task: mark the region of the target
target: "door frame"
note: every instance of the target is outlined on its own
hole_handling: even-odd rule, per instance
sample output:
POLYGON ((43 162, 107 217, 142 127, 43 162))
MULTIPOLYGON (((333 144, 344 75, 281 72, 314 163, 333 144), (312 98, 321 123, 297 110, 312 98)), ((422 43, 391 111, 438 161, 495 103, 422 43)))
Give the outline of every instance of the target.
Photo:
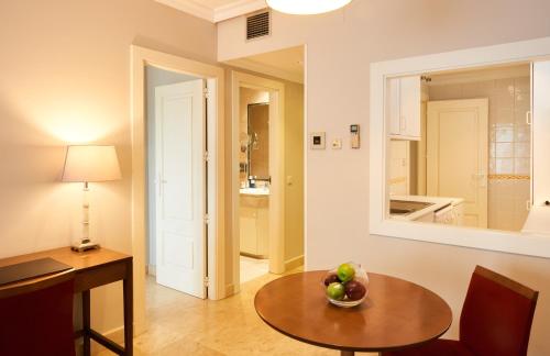
POLYGON ((285 85, 282 81, 232 70, 231 108, 231 197, 232 197, 232 244, 233 244, 233 288, 241 289, 240 277, 240 204, 239 204, 239 112, 240 88, 270 92, 270 271, 285 271, 285 85), (272 102, 273 101, 273 102, 272 102), (271 120, 275 115, 277 120, 271 120), (272 140, 275 137, 275 140, 272 140), (273 146, 275 149, 272 149, 273 146), (275 182, 275 183, 273 183, 275 182))
POLYGON ((224 266, 224 69, 184 57, 131 45, 131 132, 132 132, 132 255, 134 286, 134 330, 145 331, 146 252, 146 97, 145 67, 170 70, 206 79, 215 100, 208 104, 208 207, 207 274, 208 299, 226 297, 224 266), (216 101, 216 104, 212 103, 216 101))
MULTIPOLYGON (((433 134, 433 130, 439 130, 441 122, 439 121, 439 118, 433 118, 437 119, 437 123, 432 122, 430 120, 430 113, 431 110, 440 110, 441 107, 449 105, 452 107, 453 109, 457 110, 465 110, 465 109, 471 109, 475 108, 477 109, 479 113, 479 123, 477 126, 484 127, 484 131, 479 134, 479 140, 481 141, 480 148, 477 152, 477 159, 480 162, 480 166, 485 167, 483 169, 483 173, 480 173, 477 170, 477 192, 480 192, 480 181, 483 180, 484 187, 482 187, 485 191, 485 194, 479 200, 484 209, 481 209, 480 215, 477 218, 482 218, 481 220, 477 219, 477 226, 472 226, 472 227, 480 227, 480 229, 488 229, 488 99, 487 98, 480 98, 480 99, 450 99, 450 100, 431 100, 427 102, 427 110, 426 110, 426 145, 427 145, 427 159, 426 159, 426 193, 431 197, 438 197, 438 193, 432 193, 435 190, 436 192, 439 192, 439 186, 440 186, 440 178, 439 178, 439 153, 441 142, 439 141, 439 137, 433 138, 431 137, 430 134, 433 134), (431 137, 431 140, 430 140, 431 137), (433 148, 437 145, 437 155, 433 154, 433 148), (430 154, 431 153, 431 154, 430 154), (433 168, 431 170, 430 168, 433 168), (480 177, 480 174, 483 176, 480 177), (430 185, 430 182, 432 185, 430 185), (481 224, 481 225, 480 225, 481 224)), ((446 108, 447 109, 447 108, 446 108)), ((444 196, 448 197, 448 196, 444 196)), ((455 197, 455 196, 453 196, 455 197)), ((468 215, 465 210, 466 210, 466 204, 468 204, 468 199, 464 198, 464 214, 463 216, 468 215)), ((465 219, 465 218, 464 218, 465 219)))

##############################

### Objective
Copy the listing above again word for word, leaving out the pictures.

### Task result
task: mark the region of the target
target: "door frame"
note: every instance of the target is outlined on its own
hole_handling: even-odd rule, per instance
sample output:
POLYGON ((43 162, 107 217, 142 127, 43 162))
MULTIPOLYGON (((333 144, 344 75, 281 72, 314 163, 333 144), (312 98, 321 123, 297 110, 312 98)), ((422 43, 391 111, 438 161, 495 103, 422 43)))
Give the outline of every instance of the target.
Photo:
POLYGON ((285 85, 282 81, 232 70, 231 108, 231 197, 232 197, 232 244, 233 244, 233 288, 241 289, 240 277, 240 204, 239 204, 239 112, 240 88, 270 92, 270 271, 285 271, 285 85), (272 102, 273 101, 273 102, 272 102), (271 120, 275 115, 277 120, 271 120), (272 140, 275 137, 275 140, 272 140), (273 146, 275 149, 272 149, 273 146), (275 182, 275 183, 273 183, 275 182))
POLYGON ((224 266, 224 69, 184 57, 131 45, 131 132, 132 132, 132 255, 134 286, 134 330, 145 331, 146 252, 146 97, 145 67, 170 70, 206 79, 215 100, 208 104, 208 207, 207 274, 208 299, 226 297, 224 266), (216 101, 216 104, 212 103, 216 101))
MULTIPOLYGON (((433 134, 433 130, 439 130, 441 122, 439 121, 439 118, 433 118, 437 119, 437 123, 432 122, 430 120, 430 113, 431 110, 440 110, 441 107, 449 105, 452 107, 453 109, 457 110, 465 110, 465 109, 471 109, 475 108, 477 109, 479 113, 479 123, 477 126, 484 127, 484 131, 479 134, 479 140, 481 141, 480 148, 477 152, 477 159, 480 162, 480 166, 485 167, 483 169, 483 173, 480 173, 477 170, 477 192, 480 192, 480 181, 483 180, 484 187, 482 187, 485 191, 485 194, 479 200, 484 209, 481 209, 480 215, 477 218, 482 218, 481 220, 477 219, 477 226, 472 226, 472 227, 480 227, 480 229, 488 229, 488 99, 487 98, 480 98, 480 99, 450 99, 450 100, 431 100, 427 102, 427 110, 426 110, 426 145, 427 145, 427 159, 426 159, 426 193, 431 197, 438 197, 438 193, 432 193, 435 190, 436 192, 439 192, 439 186, 440 186, 440 178, 439 178, 439 153, 441 142, 439 141, 439 137, 433 138, 431 137, 430 134, 433 134), (431 137, 431 140, 430 140, 431 137), (433 148, 437 145, 437 155, 433 154, 433 148), (430 154, 431 153, 431 154, 430 154), (433 168, 431 170, 430 168, 433 168), (480 177, 480 174, 483 176, 480 177), (430 185, 430 182, 432 185, 430 185), (481 224, 481 225, 480 225, 481 224)), ((446 108, 447 109, 447 108, 446 108)), ((444 196, 448 197, 448 196, 444 196)), ((455 197, 455 196, 453 196, 455 197)), ((468 215, 465 210, 466 210, 466 204, 468 204, 468 199, 464 198, 464 214, 463 216, 468 215)), ((465 219, 465 218, 464 218, 465 219)))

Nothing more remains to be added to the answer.